> _EXERCISE OBJECTIVE_
Your task is to filter the entries and copy every line containing the string "casing".

> _DATA IN THIS EXERCISE_

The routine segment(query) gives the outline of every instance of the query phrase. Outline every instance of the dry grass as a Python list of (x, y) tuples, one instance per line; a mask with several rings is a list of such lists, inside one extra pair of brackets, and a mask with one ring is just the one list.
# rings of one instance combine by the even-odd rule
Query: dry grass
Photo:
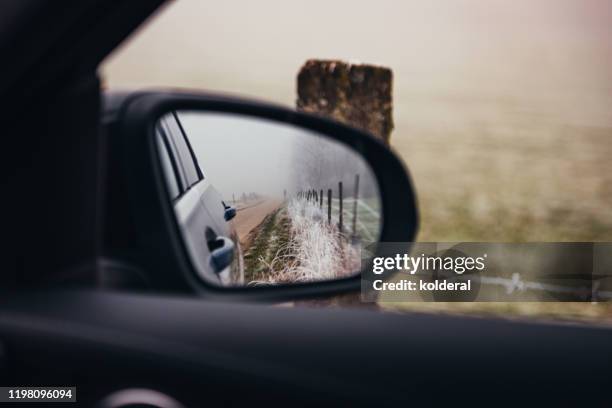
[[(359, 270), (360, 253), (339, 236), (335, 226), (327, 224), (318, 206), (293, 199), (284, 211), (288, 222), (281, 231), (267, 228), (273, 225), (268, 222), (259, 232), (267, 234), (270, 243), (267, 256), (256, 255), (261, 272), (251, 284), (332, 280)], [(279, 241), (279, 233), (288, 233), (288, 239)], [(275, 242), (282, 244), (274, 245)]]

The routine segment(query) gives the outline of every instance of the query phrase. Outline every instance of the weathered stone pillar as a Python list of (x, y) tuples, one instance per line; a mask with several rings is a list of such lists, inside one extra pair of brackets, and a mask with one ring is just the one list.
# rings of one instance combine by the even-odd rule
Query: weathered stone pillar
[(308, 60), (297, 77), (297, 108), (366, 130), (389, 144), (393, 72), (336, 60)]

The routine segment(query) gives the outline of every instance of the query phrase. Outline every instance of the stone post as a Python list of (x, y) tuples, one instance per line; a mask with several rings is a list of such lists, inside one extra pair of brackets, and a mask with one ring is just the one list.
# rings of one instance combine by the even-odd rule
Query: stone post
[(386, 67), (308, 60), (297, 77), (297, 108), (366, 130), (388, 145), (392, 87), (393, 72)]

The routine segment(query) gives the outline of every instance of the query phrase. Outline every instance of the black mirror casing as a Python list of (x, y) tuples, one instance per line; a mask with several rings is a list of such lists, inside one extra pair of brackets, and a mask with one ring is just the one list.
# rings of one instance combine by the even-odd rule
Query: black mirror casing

--

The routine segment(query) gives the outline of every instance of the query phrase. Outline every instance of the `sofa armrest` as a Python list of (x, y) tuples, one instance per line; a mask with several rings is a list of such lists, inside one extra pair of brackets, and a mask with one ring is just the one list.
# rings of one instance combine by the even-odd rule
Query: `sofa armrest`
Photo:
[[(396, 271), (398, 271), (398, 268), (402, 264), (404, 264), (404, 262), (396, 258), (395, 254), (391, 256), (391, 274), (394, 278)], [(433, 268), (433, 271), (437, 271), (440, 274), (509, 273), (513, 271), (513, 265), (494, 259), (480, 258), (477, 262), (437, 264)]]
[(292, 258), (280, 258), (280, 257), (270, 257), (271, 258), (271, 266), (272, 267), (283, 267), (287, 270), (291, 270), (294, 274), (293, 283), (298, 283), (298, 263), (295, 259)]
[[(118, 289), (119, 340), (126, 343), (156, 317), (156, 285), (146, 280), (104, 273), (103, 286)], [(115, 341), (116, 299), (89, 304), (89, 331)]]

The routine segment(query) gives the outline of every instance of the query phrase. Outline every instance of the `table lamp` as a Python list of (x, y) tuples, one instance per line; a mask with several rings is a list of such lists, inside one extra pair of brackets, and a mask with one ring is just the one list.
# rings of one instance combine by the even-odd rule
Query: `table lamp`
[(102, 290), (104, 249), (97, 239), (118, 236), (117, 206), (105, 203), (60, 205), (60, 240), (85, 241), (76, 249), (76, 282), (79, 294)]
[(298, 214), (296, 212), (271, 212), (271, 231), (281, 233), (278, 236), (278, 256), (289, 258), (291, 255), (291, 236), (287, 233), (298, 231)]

> _PROBLEM SOLUTION_
The routine segment(query) gives the outline of every instance of the query phrase. Outline every instance of the black mirror casing as a Python list of (x, y) tuples, one instance per line; a mask with several rings is a list of such lists, inside one extra pair of brackets, and a mask with one ring is just the one list.
Query: black mirror casing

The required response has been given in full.